**What the task asks**
Can you revise all of the records below so that every "Trace the outline" becomes "Mark the boundary", with nothing else changed and the pictures left out?

**Data supplied**
::::::::

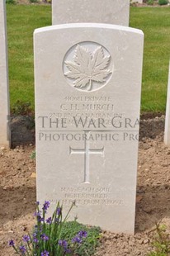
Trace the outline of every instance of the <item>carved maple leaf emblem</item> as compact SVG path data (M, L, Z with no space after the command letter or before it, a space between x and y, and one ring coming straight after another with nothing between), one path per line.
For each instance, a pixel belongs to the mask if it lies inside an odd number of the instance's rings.
M78 88L86 88L91 91L92 82L104 83L111 73L111 71L107 69L111 56L105 56L102 46L91 53L88 49L78 45L73 61L65 61L68 72L64 75L73 79L73 86Z

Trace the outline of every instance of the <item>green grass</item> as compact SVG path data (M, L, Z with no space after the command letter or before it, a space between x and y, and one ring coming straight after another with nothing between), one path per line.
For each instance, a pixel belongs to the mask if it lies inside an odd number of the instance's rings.
M144 33L143 111L165 111L170 57L170 8L131 7L130 26Z
M51 7L7 5L7 12L11 108L17 100L34 108L33 32L51 25Z
M11 107L20 100L30 102L34 108L32 36L35 28L51 24L51 7L7 5L7 11ZM142 111L164 111L170 56L170 8L131 7L130 26L143 30L145 35Z

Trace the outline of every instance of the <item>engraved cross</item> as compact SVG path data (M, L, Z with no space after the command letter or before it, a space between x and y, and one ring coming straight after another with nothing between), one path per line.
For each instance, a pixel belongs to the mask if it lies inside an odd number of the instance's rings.
M84 181L90 183L90 154L104 154L104 147L102 149L89 149L89 141L84 140L84 149L72 149L69 147L69 154L82 154L84 155Z

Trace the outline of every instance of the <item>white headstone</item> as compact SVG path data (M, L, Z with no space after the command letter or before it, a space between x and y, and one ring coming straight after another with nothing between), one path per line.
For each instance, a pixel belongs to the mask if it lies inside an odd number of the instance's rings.
M169 78L168 78L168 94L167 94L164 143L168 146L170 146L170 63L169 63Z
M10 146L6 3L0 1L0 146Z
M133 234L143 32L66 24L34 40L37 200L76 200L79 222Z
M54 0L53 25L108 23L129 26L130 0Z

::::::::

**Solution for this problem**
Mark the boundary of every instance of the <item>carved maple leaf emblem</item> as compact SVG path data (M, L, Z with no space after the command letter or before it, a space between x and y, and one ring coming straight after another with nothing between), one path per line.
For each instance, a pixel belongs to the mask if it lies inside an odd number of the instance's rings.
M78 88L86 88L91 91L92 82L104 83L111 73L111 71L107 69L111 56L105 56L102 46L91 53L88 49L78 45L73 61L65 61L68 72L64 75L73 79L73 86Z

Mark the boundary of every instance of the <item>green grass</item> as compact SVG path data (M, L, Z with no space after the command letter or before it, a space between x and y, and one ring coming straight after another with nothing between), one path per line.
For each instance, a pixel belongs to the mask if it lies inside an odd number of the instance's rings.
M144 33L143 111L165 111L170 57L170 8L131 7L130 26Z
M51 7L7 5L7 12L11 108L17 100L34 108L33 32L51 25Z
M11 107L20 100L30 102L34 108L32 36L35 28L51 24L51 7L7 5L7 11ZM142 111L164 111L170 56L170 8L131 7L130 26L143 30L145 35Z

Mark the boundary of every instance of the <item>engraved cross</item> as compact SVG path data (M, L, Z with no space after the command letter or before it, a space between x and y, and one ring coming straight after another with nothing between), one path per line.
For each instance, a pixel belongs to the mask if it lies inside an odd number of the instance's rings.
M84 181L90 183L90 154L104 154L104 147L102 149L89 149L89 141L84 140L84 149L72 149L69 147L69 154L82 154L84 155Z

Mark the boundary of every instance of the <item>white headstone</item> as compact SVG path data (M, L, Z with no space after the command letter or before it, a space between x and y, and one ring coming straight after another with nothing between), one path per line.
For each instance, a pixel belongs to the mask if it lies inside an odd number of the instance's rings.
M169 78L168 78L168 94L167 94L164 143L168 146L170 146L170 63L169 63Z
M10 146L6 3L0 1L0 146Z
M133 234L143 32L66 24L34 40L37 200L76 200L79 222Z
M54 0L53 25L108 23L129 26L130 0Z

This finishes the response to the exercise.